== Your assignment ==
Write back every entry exactly as it reads, with the pictures left behind.

***

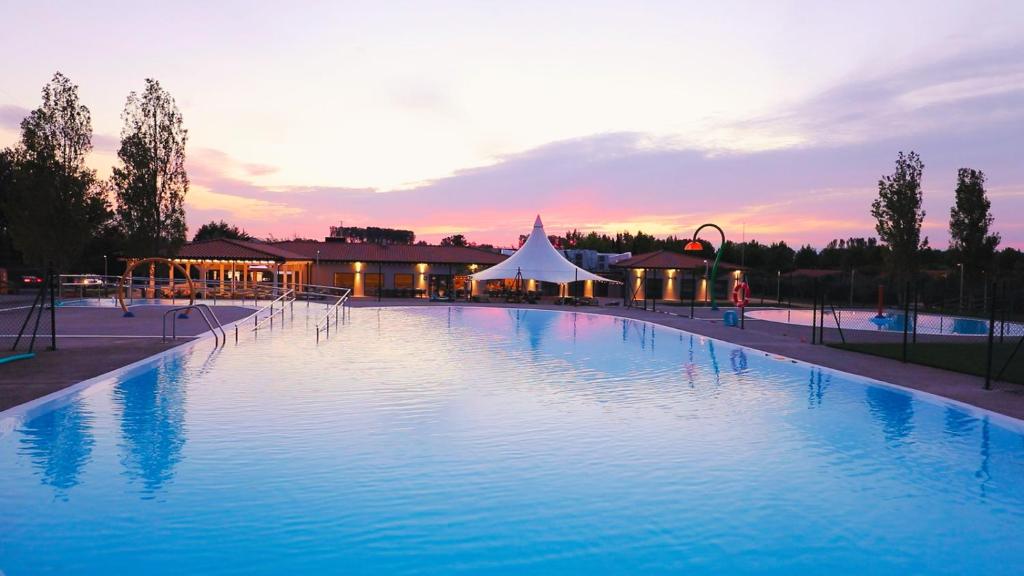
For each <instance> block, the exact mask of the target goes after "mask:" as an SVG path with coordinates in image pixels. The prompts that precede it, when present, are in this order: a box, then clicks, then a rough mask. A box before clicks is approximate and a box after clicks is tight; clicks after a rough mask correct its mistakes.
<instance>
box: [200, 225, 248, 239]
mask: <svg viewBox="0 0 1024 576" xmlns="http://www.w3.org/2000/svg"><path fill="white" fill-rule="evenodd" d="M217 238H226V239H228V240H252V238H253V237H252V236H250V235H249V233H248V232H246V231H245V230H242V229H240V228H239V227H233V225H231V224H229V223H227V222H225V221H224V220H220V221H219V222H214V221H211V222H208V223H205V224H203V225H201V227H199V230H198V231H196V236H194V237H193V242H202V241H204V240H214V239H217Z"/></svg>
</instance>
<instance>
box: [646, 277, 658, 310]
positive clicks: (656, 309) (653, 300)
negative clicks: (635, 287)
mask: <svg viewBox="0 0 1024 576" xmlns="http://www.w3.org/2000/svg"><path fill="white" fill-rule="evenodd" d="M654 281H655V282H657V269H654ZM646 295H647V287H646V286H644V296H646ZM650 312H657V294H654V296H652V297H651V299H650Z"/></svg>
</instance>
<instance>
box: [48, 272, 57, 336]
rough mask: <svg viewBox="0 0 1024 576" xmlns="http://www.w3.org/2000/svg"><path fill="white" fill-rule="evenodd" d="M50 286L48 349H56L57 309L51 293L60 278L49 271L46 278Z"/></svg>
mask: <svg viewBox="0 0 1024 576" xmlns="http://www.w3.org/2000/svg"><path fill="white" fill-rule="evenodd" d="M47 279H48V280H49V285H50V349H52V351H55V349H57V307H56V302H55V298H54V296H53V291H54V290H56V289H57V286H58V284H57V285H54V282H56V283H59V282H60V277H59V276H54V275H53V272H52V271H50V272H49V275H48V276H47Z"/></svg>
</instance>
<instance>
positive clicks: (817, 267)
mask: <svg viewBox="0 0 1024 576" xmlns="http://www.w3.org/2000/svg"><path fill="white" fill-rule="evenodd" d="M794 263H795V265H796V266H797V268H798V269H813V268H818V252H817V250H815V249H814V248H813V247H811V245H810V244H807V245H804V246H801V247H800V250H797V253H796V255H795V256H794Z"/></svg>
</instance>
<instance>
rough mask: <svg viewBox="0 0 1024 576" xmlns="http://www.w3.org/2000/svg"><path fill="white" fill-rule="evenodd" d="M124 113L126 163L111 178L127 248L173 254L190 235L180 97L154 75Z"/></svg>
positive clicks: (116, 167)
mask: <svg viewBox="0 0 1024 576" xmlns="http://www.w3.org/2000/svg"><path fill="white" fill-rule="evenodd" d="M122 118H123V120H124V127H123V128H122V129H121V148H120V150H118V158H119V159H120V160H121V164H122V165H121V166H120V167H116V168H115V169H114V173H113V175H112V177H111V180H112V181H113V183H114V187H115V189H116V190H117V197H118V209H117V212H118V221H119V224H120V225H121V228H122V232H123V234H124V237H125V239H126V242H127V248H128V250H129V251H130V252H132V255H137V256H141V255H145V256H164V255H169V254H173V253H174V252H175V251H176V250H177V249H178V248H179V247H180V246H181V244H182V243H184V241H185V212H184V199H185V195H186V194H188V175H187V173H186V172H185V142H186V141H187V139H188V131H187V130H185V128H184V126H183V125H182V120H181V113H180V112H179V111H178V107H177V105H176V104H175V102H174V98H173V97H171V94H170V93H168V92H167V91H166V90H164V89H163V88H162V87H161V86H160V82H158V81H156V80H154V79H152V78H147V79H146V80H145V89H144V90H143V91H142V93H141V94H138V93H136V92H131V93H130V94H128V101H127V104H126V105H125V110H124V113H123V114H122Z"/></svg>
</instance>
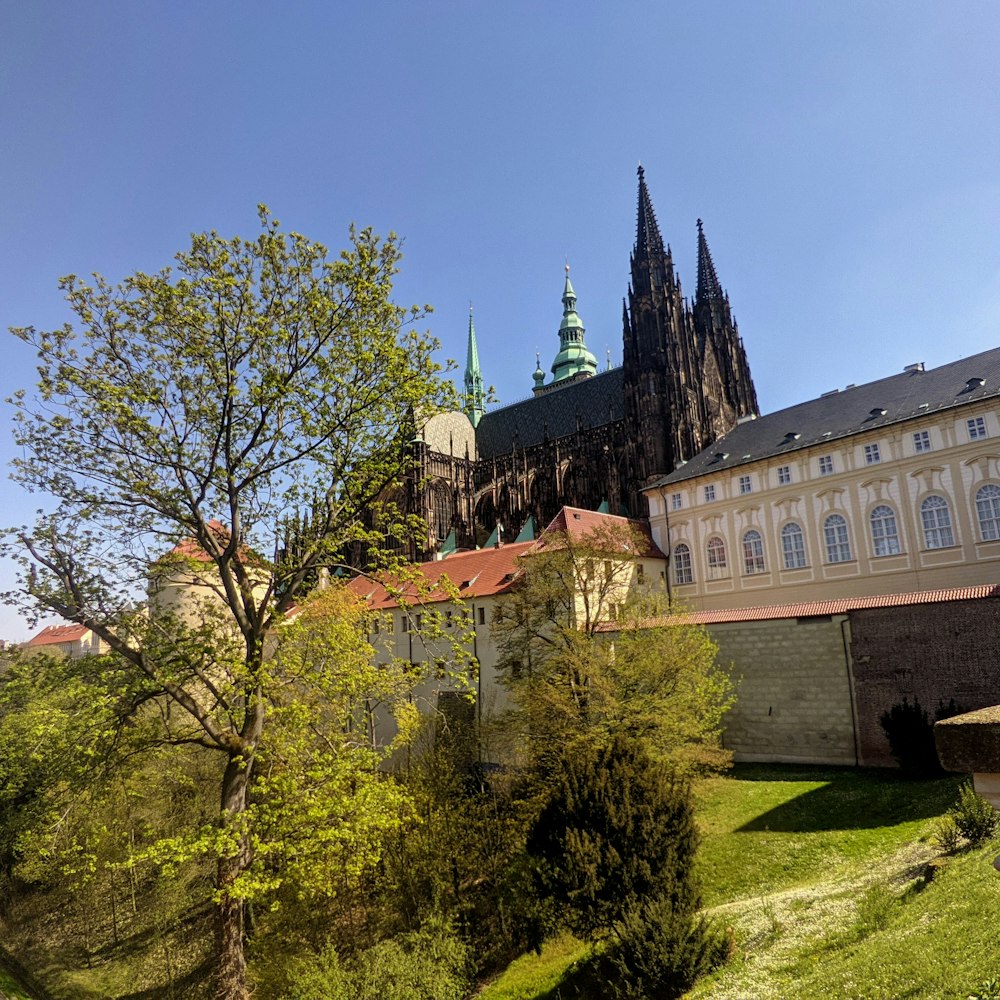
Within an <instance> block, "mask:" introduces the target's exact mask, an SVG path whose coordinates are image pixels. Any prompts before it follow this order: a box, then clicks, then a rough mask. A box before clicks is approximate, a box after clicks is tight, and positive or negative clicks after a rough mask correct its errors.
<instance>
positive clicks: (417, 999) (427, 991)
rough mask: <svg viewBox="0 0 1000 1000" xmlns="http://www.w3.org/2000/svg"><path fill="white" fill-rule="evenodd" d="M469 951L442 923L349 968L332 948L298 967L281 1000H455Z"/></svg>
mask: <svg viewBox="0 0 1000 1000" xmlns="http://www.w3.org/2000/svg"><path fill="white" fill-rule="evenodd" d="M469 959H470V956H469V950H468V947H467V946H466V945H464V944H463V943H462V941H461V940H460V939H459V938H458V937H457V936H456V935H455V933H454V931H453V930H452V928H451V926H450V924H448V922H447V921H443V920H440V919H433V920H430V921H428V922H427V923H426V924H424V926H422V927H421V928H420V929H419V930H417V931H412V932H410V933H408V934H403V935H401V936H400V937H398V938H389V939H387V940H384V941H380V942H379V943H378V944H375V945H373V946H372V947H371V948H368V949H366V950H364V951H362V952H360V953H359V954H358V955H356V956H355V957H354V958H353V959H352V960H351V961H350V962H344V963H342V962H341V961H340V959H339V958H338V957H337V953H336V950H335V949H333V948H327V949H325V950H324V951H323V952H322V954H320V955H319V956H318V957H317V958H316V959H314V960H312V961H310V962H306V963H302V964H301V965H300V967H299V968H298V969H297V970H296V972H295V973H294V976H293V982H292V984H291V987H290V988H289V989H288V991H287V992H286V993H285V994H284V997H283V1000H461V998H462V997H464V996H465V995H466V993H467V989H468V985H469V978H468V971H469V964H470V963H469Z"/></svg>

***

== Task response ==
For each <instance> block, the exact mask of the target goes after "mask:" as an SVG path with coordinates in image pixels. The prompts that precede it, when present, are in this order: a box, then clicks, then a rough mask. A box before clicks is approximate and a box after clicks is tight; clicks after a rough mask correct its mistakes.
<instance>
box: [200, 225, 248, 239]
mask: <svg viewBox="0 0 1024 576" xmlns="http://www.w3.org/2000/svg"><path fill="white" fill-rule="evenodd" d="M217 238H226V239H228V240H252V238H253V237H252V236H250V235H249V233H248V232H246V231H245V230H242V229H240V228H239V227H233V225H231V224H229V223H227V222H225V221H224V220H220V221H219V222H214V221H211V222H208V223H205V224H203V225H201V227H199V230H198V231H196V236H194V237H193V242H202V241H204V240H214V239H217Z"/></svg>
</instance>
<instance>
box: [646, 277, 658, 310]
positive clicks: (656, 309) (653, 300)
negative clicks: (635, 287)
mask: <svg viewBox="0 0 1024 576" xmlns="http://www.w3.org/2000/svg"><path fill="white" fill-rule="evenodd" d="M654 281H655V282H657V269H654ZM646 295H647V287H646V286H644V296H646ZM650 312H657V294H654V296H652V297H651V299H650Z"/></svg>
</instance>
<instance>
box: [48, 272, 57, 336]
rough mask: <svg viewBox="0 0 1024 576" xmlns="http://www.w3.org/2000/svg"><path fill="white" fill-rule="evenodd" d="M50 286L48 349H56L57 309L51 293L60 278L49 271L46 278Z"/></svg>
mask: <svg viewBox="0 0 1024 576" xmlns="http://www.w3.org/2000/svg"><path fill="white" fill-rule="evenodd" d="M47 279H48V280H49V285H50V349H52V351H55V349H57V307H56V302H55V298H54V296H53V291H54V290H56V289H57V286H58V284H57V285H54V282H56V283H59V282H60V277H59V276H54V275H53V272H52V271H50V272H49V275H48V276H47Z"/></svg>
</instance>
<instance>
positive clicks: (817, 267)
mask: <svg viewBox="0 0 1024 576" xmlns="http://www.w3.org/2000/svg"><path fill="white" fill-rule="evenodd" d="M794 263H795V265H796V266H797V268H798V269H813V268H818V252H817V250H815V249H814V248H813V247H811V245H810V244H807V245H804V246H801V247H800V250H797V253H796V255H795V256H794Z"/></svg>
</instance>
<instance>
rough mask: <svg viewBox="0 0 1024 576" xmlns="http://www.w3.org/2000/svg"><path fill="white" fill-rule="evenodd" d="M124 113L126 163L111 178L127 248L173 254L190 235L180 97L154 75Z"/></svg>
positive clicks: (116, 167)
mask: <svg viewBox="0 0 1024 576" xmlns="http://www.w3.org/2000/svg"><path fill="white" fill-rule="evenodd" d="M122 118H123V120H124V127H123V128H122V129H121V148H120V150H118V158H119V159H120V160H121V164H122V165H121V166H120V167H116V168H115V169H114V173H113V175H112V177H111V180H112V181H113V183H114V187H115V189H116V190H117V197H118V209H117V212H118V221H119V224H120V225H121V228H122V232H123V234H124V237H125V239H126V242H127V248H128V250H129V251H130V252H132V255H137V256H141V255H145V256H164V255H169V254H173V253H174V252H175V251H176V250H177V249H178V248H179V247H180V246H181V244H182V243H184V241H185V212H184V199H185V195H186V194H188V175H187V173H186V172H185V142H186V141H187V139H188V131H187V130H185V128H184V126H183V125H182V120H181V113H180V112H179V111H178V107H177V105H176V104H175V102H174V98H173V97H171V94H170V93H168V92H167V91H166V90H164V89H163V88H162V87H161V86H160V82H158V81H156V80H154V79H152V78H147V79H146V80H145V89H144V90H143V91H142V93H141V94H138V93H136V92H131V93H130V94H128V101H127V104H126V105H125V110H124V113H123V114H122Z"/></svg>
</instance>
Within an <instance> block, "mask:" introduces the target's exact mask, an SVG path whose coordinates are image pixels. Any prompts before it follow this order: a box, then clicks, then a rough mask. A box before clicks is approximate, a box after clicks is tight, and positive or negative clicks after a rough mask correct its errors.
<instance>
positive clicks: (417, 999) (427, 991)
rough mask: <svg viewBox="0 0 1000 1000" xmlns="http://www.w3.org/2000/svg"><path fill="white" fill-rule="evenodd" d="M469 951L442 923L349 968L332 948L298 967L281 1000H455Z"/></svg>
mask: <svg viewBox="0 0 1000 1000" xmlns="http://www.w3.org/2000/svg"><path fill="white" fill-rule="evenodd" d="M469 959H470V956H469V950H468V947H467V946H466V945H464V944H463V943H462V941H461V940H460V939H459V938H458V937H457V936H456V935H455V933H454V931H453V930H452V928H451V926H450V924H448V922H447V921H443V920H440V919H433V920H430V921H428V922H427V923H426V924H424V926H422V927H421V928H420V929H419V930H417V931H412V932H410V933H408V934H403V935H401V936H400V937H398V938H389V939H387V940H384V941H380V942H379V943H378V944H375V945H373V946H372V947H371V948H368V949H366V950H364V951H362V952H360V953H359V954H358V955H356V956H355V957H354V958H353V959H352V960H351V961H350V962H344V963H342V962H341V961H340V959H339V958H338V957H337V953H336V950H335V949H333V948H327V949H325V950H324V951H323V952H322V954H320V955H319V956H318V957H317V958H316V959H314V960H312V961H310V962H306V963H302V964H301V965H300V967H299V968H298V969H297V970H296V972H295V973H294V976H293V982H292V984H291V987H290V988H289V989H288V991H287V992H286V993H285V994H284V997H283V1000H461V998H462V997H464V996H465V995H466V993H467V989H468V985H469V978H468V971H469V964H470V963H469Z"/></svg>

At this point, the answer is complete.